Reading text

If you are planning a visit to the Shenandoah Valley with kids, check out the Shenandoah Valley Kids Trail, designed to let kids steer the family vacation.
Drive the Skyline Drive & Visit Shenandoah National Park
The Skyline Drive is the 105-mile scenic byway through the Blue Mountains of Virginia, which serves as the only road through Shenandoah National Park. This byway starts in Front Royal in Northern Virginia and ends at Rockfish Gap, where Route 64 crosses the Blue Ridge Mountains. South of Route 64, the highway becomes the Blue Ridge Parkway. There are four entrances and numerous surrounding communities that provide services to the park at Front Royal, Thornton Gap, Swift Run Gap, and Rockfish Gap.
Driving the Skyline Drive is a quintessential American road trip, offering gorgeous views and access to the scenic Shenandoah National Park. The park covers 200,000 acres through the Blue Ridge Mountains, named for the hue created by water evaporating from the plants and trees. Along the Drive, there are 75 overlooks across the park, as well as a chance to view some of the wildlife that makes it home in the park such as deer, black bear, wild turkey, and other woodland animals.
With a speed limit of 35 mph, it takes about three hours to drive the length of the Skyline Drive. The Skyline Drive is open 365 days of the year but can close for inclement weather and at night during deer-hunting season, so it is best to check with the park before you head out by calling the park’s recorded information line: (540) 999-3500. Just keep in mind that park services are only open from mid-March through late November.
If you want to spend more time hiking and exploring Shenandoah National Park, I would recommend dedicating at least two days to this area to fit in a few of the more popular hikes and attractions. Keep in mind that there are over 500 miles of trails to explore! The Appalachian Trail goes right through Shenandoah for 101 miles.
If you’re looking for a great hike in the park, two trails that come highly recommended are the Old Rag Mountain Trail and the Hawksbill Summit Trail. The Old Rag Mountain Trail is a challenging 8.8-mile hike that takes you to the summit of Old Rag Mountain, the highest peak in the park.
The trail is rated as strenuous, with steep climbs, rock scrambles, and narrow passages. You should be prepared with good hiking boots and plenty of water. A day-use permit is required to hike Old Rag Mountain from March through November, and parking can be limited, so it’s recommended to arrive early or take a shuttle from the Old Rag parking area.

Given request
Decide whether each statement agrees with the Skyline Drive text: (a) The Skyline Drive has a speed limit of 45 mph. (b) The Appalachian Trail runs through Shenandoah for 101 miles. (c) Park services are open all year. Answer yes or no for each, quoting the deciding words of the text. Rely only on the Skyline Drive text above.

Data records

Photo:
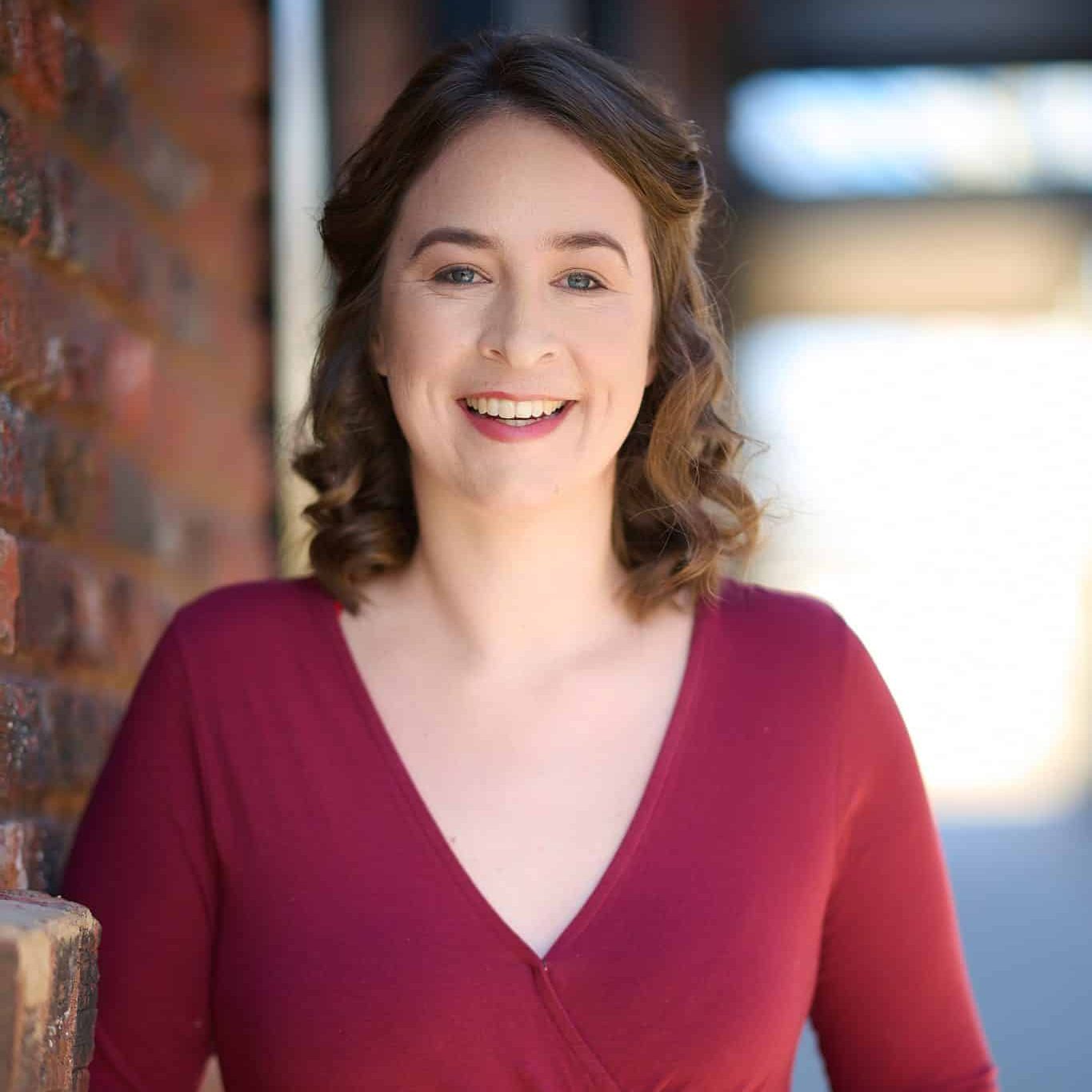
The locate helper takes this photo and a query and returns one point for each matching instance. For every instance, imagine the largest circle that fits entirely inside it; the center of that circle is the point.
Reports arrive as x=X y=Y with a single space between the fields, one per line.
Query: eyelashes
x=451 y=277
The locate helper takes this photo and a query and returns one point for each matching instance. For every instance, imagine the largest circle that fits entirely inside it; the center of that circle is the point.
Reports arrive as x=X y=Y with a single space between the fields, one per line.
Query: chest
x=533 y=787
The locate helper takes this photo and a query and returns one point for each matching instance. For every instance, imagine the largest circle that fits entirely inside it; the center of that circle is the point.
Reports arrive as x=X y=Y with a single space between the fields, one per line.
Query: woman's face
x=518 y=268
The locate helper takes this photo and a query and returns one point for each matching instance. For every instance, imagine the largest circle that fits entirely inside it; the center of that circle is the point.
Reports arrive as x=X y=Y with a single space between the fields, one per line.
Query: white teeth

Solution below
(a) No: "With a speed limit of 35 mph"
(b) Yes: "The Appalachian Trail goes right through Shenandoah for 101 miles."
(c) No: "park services are only open from mid-March through late November."